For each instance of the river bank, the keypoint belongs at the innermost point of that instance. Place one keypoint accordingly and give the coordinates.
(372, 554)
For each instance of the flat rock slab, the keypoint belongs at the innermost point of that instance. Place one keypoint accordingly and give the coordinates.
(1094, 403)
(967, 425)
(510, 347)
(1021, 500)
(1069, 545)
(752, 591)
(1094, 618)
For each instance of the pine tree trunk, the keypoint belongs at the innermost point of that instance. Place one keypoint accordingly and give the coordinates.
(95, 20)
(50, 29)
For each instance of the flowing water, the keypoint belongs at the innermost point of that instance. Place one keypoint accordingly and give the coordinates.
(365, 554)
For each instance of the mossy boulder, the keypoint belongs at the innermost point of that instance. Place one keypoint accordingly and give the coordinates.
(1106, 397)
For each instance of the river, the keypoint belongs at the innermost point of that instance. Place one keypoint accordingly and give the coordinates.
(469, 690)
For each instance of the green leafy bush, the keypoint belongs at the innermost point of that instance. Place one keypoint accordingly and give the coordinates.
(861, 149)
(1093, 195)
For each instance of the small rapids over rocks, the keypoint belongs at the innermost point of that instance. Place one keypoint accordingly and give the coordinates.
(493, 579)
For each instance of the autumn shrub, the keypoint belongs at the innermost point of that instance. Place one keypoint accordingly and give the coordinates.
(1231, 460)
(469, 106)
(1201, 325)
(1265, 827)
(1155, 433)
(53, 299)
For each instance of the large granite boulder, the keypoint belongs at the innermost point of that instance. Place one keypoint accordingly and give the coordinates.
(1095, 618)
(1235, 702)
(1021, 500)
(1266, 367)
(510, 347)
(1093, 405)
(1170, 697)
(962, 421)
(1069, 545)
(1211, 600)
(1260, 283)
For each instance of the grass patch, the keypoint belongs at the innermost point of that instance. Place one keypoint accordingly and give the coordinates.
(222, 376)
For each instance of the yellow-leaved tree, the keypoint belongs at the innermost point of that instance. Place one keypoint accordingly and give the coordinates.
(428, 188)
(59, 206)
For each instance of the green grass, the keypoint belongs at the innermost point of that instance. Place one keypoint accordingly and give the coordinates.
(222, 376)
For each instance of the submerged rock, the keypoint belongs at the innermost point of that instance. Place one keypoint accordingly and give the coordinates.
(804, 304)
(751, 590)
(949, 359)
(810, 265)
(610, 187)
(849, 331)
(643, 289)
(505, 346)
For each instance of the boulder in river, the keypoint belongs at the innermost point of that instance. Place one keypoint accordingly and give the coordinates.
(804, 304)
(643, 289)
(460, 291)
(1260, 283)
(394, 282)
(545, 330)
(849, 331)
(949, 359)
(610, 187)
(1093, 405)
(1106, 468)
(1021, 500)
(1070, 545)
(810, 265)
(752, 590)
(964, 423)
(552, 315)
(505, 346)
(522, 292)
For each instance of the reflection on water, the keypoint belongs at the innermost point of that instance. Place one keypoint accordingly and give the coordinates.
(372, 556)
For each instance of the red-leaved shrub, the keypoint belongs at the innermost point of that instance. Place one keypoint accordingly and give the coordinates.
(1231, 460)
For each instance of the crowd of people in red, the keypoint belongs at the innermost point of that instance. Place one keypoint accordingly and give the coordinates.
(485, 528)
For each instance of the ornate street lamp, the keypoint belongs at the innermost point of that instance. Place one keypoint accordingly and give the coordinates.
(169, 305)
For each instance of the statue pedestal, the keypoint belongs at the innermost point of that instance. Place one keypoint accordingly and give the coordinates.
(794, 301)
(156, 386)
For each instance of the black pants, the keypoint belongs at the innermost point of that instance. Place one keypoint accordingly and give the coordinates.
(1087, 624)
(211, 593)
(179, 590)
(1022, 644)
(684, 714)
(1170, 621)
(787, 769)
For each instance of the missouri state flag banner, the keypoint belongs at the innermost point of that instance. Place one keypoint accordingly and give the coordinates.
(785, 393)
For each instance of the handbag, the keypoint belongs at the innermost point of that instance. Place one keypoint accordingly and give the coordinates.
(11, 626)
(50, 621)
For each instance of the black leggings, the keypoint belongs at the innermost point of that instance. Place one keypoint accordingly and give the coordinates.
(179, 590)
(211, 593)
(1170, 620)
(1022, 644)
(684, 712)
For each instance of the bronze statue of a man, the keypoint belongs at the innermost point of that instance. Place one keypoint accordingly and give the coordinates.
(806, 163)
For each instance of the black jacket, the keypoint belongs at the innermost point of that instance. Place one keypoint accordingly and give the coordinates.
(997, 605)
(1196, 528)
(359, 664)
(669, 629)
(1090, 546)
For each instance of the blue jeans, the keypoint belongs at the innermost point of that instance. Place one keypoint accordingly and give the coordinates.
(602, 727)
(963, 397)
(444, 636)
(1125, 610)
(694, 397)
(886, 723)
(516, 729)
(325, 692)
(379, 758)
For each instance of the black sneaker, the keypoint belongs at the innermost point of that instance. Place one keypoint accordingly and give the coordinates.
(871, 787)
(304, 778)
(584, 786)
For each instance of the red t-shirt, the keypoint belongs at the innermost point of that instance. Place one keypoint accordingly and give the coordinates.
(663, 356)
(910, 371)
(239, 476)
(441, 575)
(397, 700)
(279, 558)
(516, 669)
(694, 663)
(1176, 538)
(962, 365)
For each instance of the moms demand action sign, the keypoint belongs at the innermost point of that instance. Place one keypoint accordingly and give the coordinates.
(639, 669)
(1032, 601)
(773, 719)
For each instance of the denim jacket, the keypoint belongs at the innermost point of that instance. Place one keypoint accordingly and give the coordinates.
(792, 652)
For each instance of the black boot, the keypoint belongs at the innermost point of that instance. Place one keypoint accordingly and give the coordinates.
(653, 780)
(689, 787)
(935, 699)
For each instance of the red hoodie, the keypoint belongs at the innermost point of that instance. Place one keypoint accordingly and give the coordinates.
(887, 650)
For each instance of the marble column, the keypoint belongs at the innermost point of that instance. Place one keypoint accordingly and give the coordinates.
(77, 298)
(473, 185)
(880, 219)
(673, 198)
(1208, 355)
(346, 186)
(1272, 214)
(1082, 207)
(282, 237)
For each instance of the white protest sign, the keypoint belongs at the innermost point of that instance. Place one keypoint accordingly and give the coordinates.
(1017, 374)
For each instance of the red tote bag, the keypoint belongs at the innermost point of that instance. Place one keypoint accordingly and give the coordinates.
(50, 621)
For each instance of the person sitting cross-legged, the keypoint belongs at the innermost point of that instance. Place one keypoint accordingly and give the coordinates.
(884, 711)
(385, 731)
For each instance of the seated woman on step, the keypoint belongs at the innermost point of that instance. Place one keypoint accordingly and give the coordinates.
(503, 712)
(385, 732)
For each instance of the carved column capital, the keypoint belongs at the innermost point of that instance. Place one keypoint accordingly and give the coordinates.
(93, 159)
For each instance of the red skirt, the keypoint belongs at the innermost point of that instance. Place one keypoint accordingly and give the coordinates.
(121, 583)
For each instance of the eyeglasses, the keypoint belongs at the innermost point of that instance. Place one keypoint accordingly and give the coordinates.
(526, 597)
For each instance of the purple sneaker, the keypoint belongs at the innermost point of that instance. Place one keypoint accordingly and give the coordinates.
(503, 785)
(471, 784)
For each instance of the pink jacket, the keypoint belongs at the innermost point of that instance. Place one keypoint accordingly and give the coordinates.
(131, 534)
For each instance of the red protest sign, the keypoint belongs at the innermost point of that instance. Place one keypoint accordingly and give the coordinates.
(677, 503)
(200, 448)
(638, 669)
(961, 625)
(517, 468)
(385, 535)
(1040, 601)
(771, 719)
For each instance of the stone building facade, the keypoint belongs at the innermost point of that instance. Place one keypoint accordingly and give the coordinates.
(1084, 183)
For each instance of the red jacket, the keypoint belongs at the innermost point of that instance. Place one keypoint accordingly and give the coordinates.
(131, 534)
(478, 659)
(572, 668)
++++++++++
** WHAT THE TASK ASKS **
What you return must match the data word for word.

** FINISHED TASK **
For each instance of the river bank, the keypoint belongs at the innermost point of that instance. Place one keypoint accordingly and give the coordinates.
(372, 554)
For each instance of the flat rock slab, the keypoint belongs at the innermost point of that instance. Place one keypoint accordingly and give the coordinates.
(1094, 403)
(967, 425)
(510, 347)
(1021, 500)
(1069, 545)
(752, 591)
(1094, 618)
For each instance of the pine tree trunk, the keypoint belongs at the innermost point of that instance. Place one keypoint accordingly and give the coordinates.
(95, 20)
(50, 29)
For each instance of the flowing water, the keypoint belongs at the innermost point of that instance. Place one keypoint accordingly and give the coordinates.
(365, 554)
For each instance of the mossy boulder, the keypoint belongs at the innermost point of that instance. Place one keypoint accordingly and give the coordinates.
(1106, 397)
For each instance of the river, the keypoint belongs at the innermost point of that instance. Place one keypoint accordingly and give the coordinates.
(469, 690)
For each instance of the green leafy bush, the keypoint belongs at the innermost point of that instance. Place one keypoint accordingly and give the coordinates.
(861, 149)
(1093, 195)
For each instance of the small rapids over rocks, the keypoint belongs at the innermost point of that instance. Place one keypoint accordingly and give the coordinates.
(493, 579)
For each instance of the autumn shrub, the keypoint belongs at the innermost point of that instance. Place one keypoint accordingly and give the coordinates.
(1231, 460)
(469, 106)
(1201, 325)
(1265, 827)
(1155, 433)
(53, 299)
For each instance of the large granite boulder, the keypoint belongs at the innermost point of that instance. Place one keypoint accordingly and give the coordinates.
(1095, 618)
(1235, 702)
(1021, 500)
(1266, 367)
(510, 347)
(1093, 405)
(1170, 697)
(962, 421)
(1069, 545)
(1211, 600)
(1260, 283)
For each instance of the grass patch, the keypoint belongs at the innermost point of that instance. Place one keypoint accordingly and give the coordinates.
(222, 376)
For each instance of the yellow-leaved tree, the keypoint belongs at the innermost point of that instance. Place one keypoint accordingly and give the coordinates.
(428, 188)
(59, 206)
For each instance of the green grass, the keypoint belongs at the innermost point of that instance. Place one keypoint accordingly and give the coordinates.
(222, 376)
For each instance of the submerged rock, the keypoint belongs at the innermost point of that instance. Place one keypoint accordingly and give the coordinates.
(804, 304)
(751, 590)
(949, 359)
(810, 265)
(610, 187)
(849, 331)
(643, 289)
(505, 346)
For each instance of the boulder in river, the keypoint belongs at the innermost point of that instance. Place one keypoint accordingly and give the coordinates.
(804, 304)
(643, 289)
(460, 291)
(1260, 283)
(394, 282)
(545, 330)
(849, 331)
(949, 359)
(610, 187)
(1093, 405)
(1106, 468)
(1021, 500)
(1070, 545)
(810, 265)
(752, 590)
(964, 423)
(552, 315)
(505, 346)
(522, 292)
For each instance of the reflection on water, the keypoint belongs at the innermost point of that instance. Place one keypoint accordingly and give the coordinates.
(372, 556)
For each instance of the red-leaved shrub, the keypoint belongs at the innermost point of that instance. Place one keypoint accordingly and give the coordinates.
(1231, 460)
For each instance of the crowd of people in red, the keypoint belongs at the innermost point of that instance. Place one keypoint accordingly and give the coordinates.
(485, 528)
For each instance of the ornate street lamp, the keypoint belongs at the innermost point of that instance. Place one keypoint accordingly and give the coordinates.
(169, 305)
For each instance of the statue pedestal, the keypoint belongs at the innermost point of that instance. Place one keypoint accordingly and give the coordinates.
(794, 301)
(156, 386)
For each instance of the black pants, the keypoint belongs at the innermost point of that instance. Place one keypoint accordingly and give the coordinates.
(1087, 624)
(211, 593)
(179, 590)
(1022, 644)
(684, 714)
(1170, 621)
(787, 769)
For each instance of the missouri state flag banner, the keypoint belongs at the innermost point of that instance. Place one keypoint accordingly and give the coordinates.
(785, 393)
For each instance of the handbag, the keypoint belongs at the innermost point of that instance. Place one keypoint accordingly and give the coordinates.
(11, 626)
(50, 621)
For each instance of the black leggings, the keypoint belongs at the innermost point of that instance. Place one keypoint accordingly and give the coordinates.
(179, 590)
(211, 593)
(1170, 620)
(1022, 644)
(684, 712)
For each instance of the bronze statue of a man, the keypoint belongs at the innermost point of that instance. Place one keypoint accordingly and give the coordinates.
(806, 163)
For each instance of the black jacket, the keypoint belongs at the innermost point of that instance. Place one keypoint accordingly and give the coordinates.
(997, 605)
(1196, 528)
(359, 664)
(669, 629)
(1090, 546)
For each instance of the blue jeans, the keypoint belongs at the innermost point of that instance. Place one keypoint accordingly and give the coordinates.
(602, 727)
(963, 397)
(444, 636)
(1125, 610)
(694, 397)
(886, 723)
(516, 729)
(325, 692)
(379, 758)
For each instance of the black sneaker, the keypoint belongs at the innermost point of that instance. Place one keypoint accordingly and give the coordinates.
(871, 787)
(304, 778)
(584, 786)
For each instance of the red t-shirt, the keypoint belongs at the innermost point of that instance. Place one keypoint accordingly and give the coordinates.
(663, 356)
(910, 371)
(239, 476)
(441, 575)
(397, 700)
(279, 558)
(516, 669)
(694, 663)
(1176, 538)
(962, 365)
For each instance of the moms demand action sign, the keypoint belongs at the innermost point of that instance. Place one keypoint accordingly and give the coordinates.
(639, 669)
(1032, 601)
(773, 719)
For each instance of the denim jacket, the keypoint belongs at the innermost point of that instance. Place one keypoint accordingly and give the coordinates.
(792, 652)
For each instance of the black boot, the keypoint belongs at the innermost point of that instance. Place one keypoint accordingly and give the coordinates.
(653, 780)
(689, 787)
(935, 699)
For each instance of the red hoodie, the keypoint belongs at the innermost point of that instance. Place one keypoint accordingly and give the coordinates.
(887, 650)
For each instance of the marble column, the keypoint belongs at the innermost point of that instance. Place one keypoint accordingly and give the coordinates.
(77, 298)
(473, 185)
(880, 219)
(673, 198)
(1208, 355)
(346, 186)
(1272, 214)
(1082, 207)
(282, 237)
For each instance of the white protest sign, the keypoint belongs at the innermost point of that instance. Place one keypoint accordingly and give the coordinates.
(1017, 374)
For each instance of the red tote bag, the keypoint belongs at the innermost point of that instance. Place one keypoint accordingly and give the coordinates.
(50, 621)
For each instance of the person sitting cross-legged, the keypoint belongs at the innermost point of that instance. Place one keypoint accordingly and give the coordinates.
(884, 711)
(385, 731)
For each instance of the seated woman on step, the keypoint belongs at the innermost point of that instance. Place one keypoint accordingly and give the coordinates.
(503, 712)
(385, 732)
For each instance of the carved column capital, the keypoint belongs at the innermost point of that instance. Place one keypoint accordingly and give the coordinates.
(93, 159)
For each instance of the red skirt, the keypoint belongs at the innermost point of that instance. Place one keypoint accordingly and give the coordinates.
(121, 583)
For each instance of the eyeglasses, the keypoint belongs at the innermost point of that instance. Place one keypoint accordingly and give the coordinates.
(526, 597)
For each instance of the purple sneaker, the keypoint belongs at the innermost point of that instance. Place one keypoint accordingly and give the coordinates.
(503, 785)
(471, 784)
For each instance of the pink jacket, the keypoint belongs at the innermost point of that instance. Place one keypoint accordingly and give the coordinates.
(131, 534)
For each instance of the red protest sign, the keypoint belongs at the innermost point of that instance. Place one keypoint accordingly and give the coordinates.
(677, 503)
(200, 448)
(638, 669)
(961, 625)
(517, 468)
(385, 535)
(1040, 601)
(771, 719)
For each instance of the stone building facade, the keypoint belongs at the innermost point of that instance. Place one keypoint accordingly and give the coordinates.
(1084, 183)
For each instance of the red jacket, the keypoint belongs at the innermost point of that instance. Place one keypoint accordingly and give the coordinates.
(131, 534)
(478, 659)
(572, 668)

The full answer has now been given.